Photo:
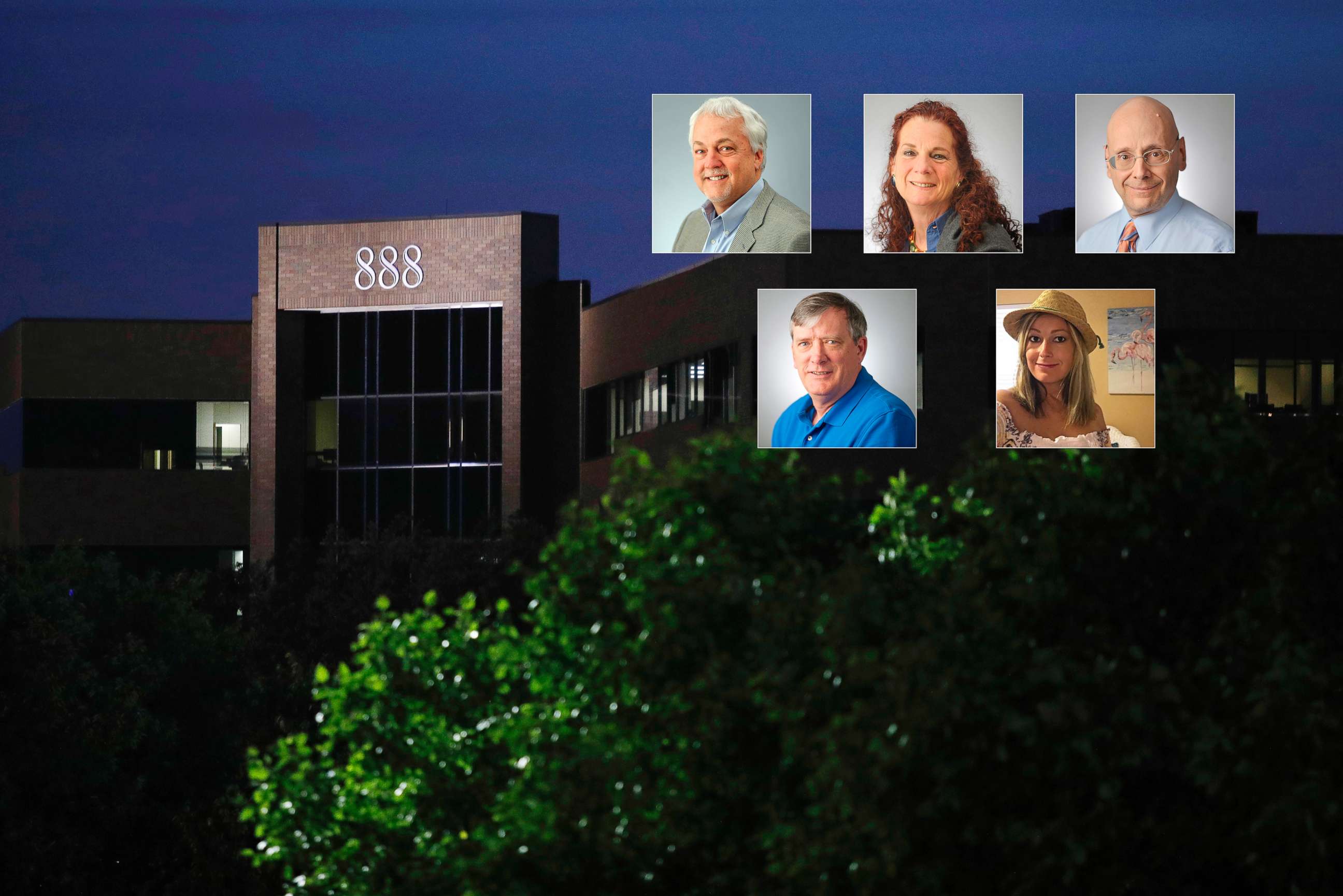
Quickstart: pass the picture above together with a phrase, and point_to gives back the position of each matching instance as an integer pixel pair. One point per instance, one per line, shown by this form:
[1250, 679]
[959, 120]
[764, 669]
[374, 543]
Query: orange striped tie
[1128, 239]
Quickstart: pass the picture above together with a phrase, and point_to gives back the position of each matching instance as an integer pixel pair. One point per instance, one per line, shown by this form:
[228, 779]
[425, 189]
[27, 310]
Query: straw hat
[1061, 305]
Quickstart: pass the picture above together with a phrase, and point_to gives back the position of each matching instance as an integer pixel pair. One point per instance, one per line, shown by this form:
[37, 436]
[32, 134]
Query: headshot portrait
[1155, 174]
[731, 174]
[942, 174]
[1076, 368]
[837, 368]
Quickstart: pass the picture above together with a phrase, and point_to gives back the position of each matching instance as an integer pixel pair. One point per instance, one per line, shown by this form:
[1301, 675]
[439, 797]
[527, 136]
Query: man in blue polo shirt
[844, 406]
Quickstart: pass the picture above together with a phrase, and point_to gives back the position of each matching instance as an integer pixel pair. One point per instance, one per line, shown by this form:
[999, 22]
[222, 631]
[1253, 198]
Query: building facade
[411, 368]
[436, 371]
[126, 434]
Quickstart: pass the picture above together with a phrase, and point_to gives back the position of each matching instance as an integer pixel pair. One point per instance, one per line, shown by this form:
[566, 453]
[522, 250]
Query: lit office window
[405, 421]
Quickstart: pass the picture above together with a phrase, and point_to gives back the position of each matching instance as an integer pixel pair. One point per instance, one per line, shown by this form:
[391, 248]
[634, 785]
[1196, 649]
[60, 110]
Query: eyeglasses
[1153, 158]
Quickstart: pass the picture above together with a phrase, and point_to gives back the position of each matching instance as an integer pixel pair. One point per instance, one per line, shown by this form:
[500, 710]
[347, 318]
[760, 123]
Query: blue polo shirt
[864, 417]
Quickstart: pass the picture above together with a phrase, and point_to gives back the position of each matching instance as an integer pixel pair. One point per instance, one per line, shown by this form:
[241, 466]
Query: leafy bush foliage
[125, 720]
[1096, 672]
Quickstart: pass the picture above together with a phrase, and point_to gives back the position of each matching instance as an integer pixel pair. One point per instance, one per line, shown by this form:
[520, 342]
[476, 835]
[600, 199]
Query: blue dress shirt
[724, 227]
[1178, 227]
[935, 229]
[864, 417]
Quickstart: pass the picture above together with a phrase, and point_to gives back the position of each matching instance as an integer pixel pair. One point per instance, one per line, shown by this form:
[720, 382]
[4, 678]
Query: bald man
[1145, 153]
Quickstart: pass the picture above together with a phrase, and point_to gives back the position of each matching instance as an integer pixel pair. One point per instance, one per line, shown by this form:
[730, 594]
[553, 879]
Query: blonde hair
[1079, 390]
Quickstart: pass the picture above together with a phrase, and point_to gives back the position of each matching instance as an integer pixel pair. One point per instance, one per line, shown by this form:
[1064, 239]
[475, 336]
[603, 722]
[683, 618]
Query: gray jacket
[997, 239]
[771, 225]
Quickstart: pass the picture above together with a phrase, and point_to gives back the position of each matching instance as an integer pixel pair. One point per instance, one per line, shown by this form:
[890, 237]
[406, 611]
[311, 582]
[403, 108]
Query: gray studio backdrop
[892, 347]
[994, 123]
[788, 156]
[1205, 121]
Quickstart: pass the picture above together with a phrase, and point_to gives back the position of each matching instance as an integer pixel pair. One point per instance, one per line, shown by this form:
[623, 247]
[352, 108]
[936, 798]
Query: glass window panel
[321, 433]
[650, 398]
[430, 487]
[475, 500]
[496, 350]
[394, 357]
[320, 355]
[496, 499]
[496, 428]
[394, 430]
[351, 354]
[1303, 383]
[1247, 380]
[473, 433]
[432, 429]
[319, 503]
[371, 352]
[432, 351]
[394, 500]
[351, 502]
[476, 343]
[351, 432]
[1280, 383]
[454, 350]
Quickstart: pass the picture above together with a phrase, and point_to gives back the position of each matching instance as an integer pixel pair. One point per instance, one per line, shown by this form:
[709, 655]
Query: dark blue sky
[141, 148]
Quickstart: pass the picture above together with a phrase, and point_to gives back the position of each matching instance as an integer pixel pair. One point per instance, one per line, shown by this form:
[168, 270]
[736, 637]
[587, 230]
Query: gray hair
[818, 304]
[732, 108]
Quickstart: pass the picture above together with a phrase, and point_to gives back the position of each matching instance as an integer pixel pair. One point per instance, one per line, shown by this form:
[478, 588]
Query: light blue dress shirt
[864, 417]
[935, 229]
[1180, 227]
[723, 227]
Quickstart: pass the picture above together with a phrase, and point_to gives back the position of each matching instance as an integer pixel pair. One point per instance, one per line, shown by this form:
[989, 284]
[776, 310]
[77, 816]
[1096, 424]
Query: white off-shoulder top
[1010, 437]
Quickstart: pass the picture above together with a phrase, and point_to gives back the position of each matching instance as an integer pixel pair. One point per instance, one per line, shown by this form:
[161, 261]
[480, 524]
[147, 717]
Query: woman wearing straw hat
[1052, 403]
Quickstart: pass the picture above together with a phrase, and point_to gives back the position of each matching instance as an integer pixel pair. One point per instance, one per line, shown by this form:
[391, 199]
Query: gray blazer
[771, 225]
[997, 239]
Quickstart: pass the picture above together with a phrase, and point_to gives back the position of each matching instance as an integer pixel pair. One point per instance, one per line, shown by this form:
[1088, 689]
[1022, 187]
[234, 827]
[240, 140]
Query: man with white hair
[742, 214]
[844, 406]
[1145, 155]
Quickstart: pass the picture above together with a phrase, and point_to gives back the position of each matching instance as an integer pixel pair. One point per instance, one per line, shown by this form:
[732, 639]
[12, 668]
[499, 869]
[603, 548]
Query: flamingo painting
[1133, 358]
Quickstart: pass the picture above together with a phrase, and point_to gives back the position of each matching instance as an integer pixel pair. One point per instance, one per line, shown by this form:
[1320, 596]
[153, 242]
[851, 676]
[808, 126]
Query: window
[222, 436]
[1285, 373]
[703, 386]
[405, 420]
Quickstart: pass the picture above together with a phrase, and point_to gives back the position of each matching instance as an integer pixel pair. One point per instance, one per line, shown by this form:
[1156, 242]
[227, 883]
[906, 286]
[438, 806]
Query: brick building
[438, 370]
[422, 368]
[126, 434]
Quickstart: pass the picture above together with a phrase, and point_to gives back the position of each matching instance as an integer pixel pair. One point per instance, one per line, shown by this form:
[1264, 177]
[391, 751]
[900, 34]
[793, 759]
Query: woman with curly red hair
[938, 196]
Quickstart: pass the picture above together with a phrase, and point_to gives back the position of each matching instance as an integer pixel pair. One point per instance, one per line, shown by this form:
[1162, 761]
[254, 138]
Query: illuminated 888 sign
[390, 275]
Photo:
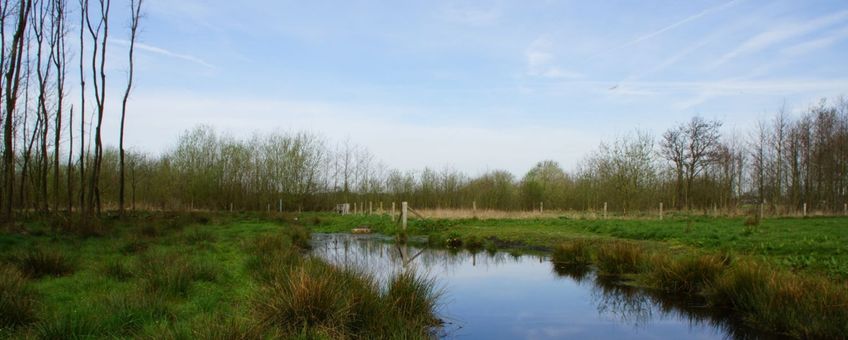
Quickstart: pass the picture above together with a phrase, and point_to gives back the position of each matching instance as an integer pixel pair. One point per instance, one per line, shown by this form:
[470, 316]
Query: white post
[403, 209]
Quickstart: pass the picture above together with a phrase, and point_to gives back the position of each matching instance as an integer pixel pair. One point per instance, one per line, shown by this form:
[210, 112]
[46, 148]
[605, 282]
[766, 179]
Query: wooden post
[403, 211]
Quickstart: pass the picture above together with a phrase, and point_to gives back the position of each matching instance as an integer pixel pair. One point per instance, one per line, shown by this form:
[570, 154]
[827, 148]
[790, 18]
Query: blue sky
[478, 85]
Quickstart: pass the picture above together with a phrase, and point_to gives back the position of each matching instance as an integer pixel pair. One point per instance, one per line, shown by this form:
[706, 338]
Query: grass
[17, 299]
[173, 276]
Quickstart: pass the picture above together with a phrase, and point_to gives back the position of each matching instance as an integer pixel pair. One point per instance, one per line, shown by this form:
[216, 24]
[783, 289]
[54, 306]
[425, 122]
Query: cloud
[167, 53]
[780, 34]
[660, 31]
[472, 16]
[541, 61]
[816, 44]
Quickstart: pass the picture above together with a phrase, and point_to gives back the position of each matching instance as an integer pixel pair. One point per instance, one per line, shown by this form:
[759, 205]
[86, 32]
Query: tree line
[55, 159]
[38, 115]
[783, 162]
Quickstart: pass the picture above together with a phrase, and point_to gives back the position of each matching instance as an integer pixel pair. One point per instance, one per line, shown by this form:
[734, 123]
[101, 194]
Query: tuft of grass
[473, 243]
[688, 274]
[616, 258]
[576, 253]
[117, 269]
[67, 325]
[17, 299]
[38, 262]
[299, 237]
[198, 235]
[413, 297]
[173, 274]
[802, 307]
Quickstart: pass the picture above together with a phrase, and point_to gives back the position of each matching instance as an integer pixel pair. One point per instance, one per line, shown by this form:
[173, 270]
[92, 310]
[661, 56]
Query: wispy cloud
[541, 61]
[166, 53]
[662, 30]
[816, 44]
[780, 34]
[472, 16]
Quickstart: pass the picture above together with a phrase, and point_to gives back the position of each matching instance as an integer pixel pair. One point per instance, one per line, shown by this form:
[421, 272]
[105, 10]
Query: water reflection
[497, 295]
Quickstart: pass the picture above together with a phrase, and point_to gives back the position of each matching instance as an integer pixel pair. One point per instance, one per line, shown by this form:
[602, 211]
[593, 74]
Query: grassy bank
[195, 276]
[786, 275]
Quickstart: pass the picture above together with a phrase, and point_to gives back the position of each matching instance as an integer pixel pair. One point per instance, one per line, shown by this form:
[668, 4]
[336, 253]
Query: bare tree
[135, 7]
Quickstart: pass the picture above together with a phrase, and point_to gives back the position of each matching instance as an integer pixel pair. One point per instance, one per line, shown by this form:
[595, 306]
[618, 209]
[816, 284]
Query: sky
[474, 86]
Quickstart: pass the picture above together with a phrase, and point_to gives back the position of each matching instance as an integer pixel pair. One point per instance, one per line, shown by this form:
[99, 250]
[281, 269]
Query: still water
[508, 296]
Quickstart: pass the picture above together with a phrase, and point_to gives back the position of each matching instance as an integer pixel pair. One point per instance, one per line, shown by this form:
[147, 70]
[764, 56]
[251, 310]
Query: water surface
[508, 296]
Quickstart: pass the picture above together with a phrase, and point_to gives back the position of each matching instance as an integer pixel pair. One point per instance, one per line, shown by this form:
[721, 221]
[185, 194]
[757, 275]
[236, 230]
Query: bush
[17, 300]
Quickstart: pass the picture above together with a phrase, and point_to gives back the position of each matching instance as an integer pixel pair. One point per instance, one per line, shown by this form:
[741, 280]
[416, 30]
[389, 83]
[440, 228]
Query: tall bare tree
[135, 8]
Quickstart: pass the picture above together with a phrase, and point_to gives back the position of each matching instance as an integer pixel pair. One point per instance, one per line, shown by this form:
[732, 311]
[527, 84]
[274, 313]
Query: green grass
[185, 276]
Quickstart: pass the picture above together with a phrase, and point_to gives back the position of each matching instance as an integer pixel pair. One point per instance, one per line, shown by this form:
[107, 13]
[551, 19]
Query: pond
[498, 295]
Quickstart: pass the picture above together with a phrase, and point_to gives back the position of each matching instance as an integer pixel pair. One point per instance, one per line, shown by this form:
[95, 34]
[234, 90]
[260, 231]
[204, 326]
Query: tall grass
[38, 262]
[576, 253]
[803, 307]
[687, 274]
[172, 273]
[616, 258]
[17, 299]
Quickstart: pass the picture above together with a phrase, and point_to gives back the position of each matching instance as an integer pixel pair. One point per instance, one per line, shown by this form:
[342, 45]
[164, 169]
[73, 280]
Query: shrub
[17, 300]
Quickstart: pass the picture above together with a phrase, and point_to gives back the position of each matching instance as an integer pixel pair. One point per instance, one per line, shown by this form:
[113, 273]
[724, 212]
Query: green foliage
[17, 299]
[616, 258]
[39, 262]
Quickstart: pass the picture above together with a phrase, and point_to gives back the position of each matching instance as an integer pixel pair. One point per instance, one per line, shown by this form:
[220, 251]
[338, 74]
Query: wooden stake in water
[403, 211]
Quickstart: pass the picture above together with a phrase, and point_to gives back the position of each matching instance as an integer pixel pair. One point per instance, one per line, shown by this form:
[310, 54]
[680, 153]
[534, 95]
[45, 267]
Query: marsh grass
[17, 299]
[619, 257]
[38, 262]
[802, 307]
[172, 273]
[575, 253]
[689, 274]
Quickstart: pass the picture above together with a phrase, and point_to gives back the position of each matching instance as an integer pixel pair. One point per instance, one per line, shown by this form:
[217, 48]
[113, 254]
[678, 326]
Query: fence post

**Short exercise**: Count how many lines in the records contain the word "foliage" and give only that number.

**Answer for this exercise**: 2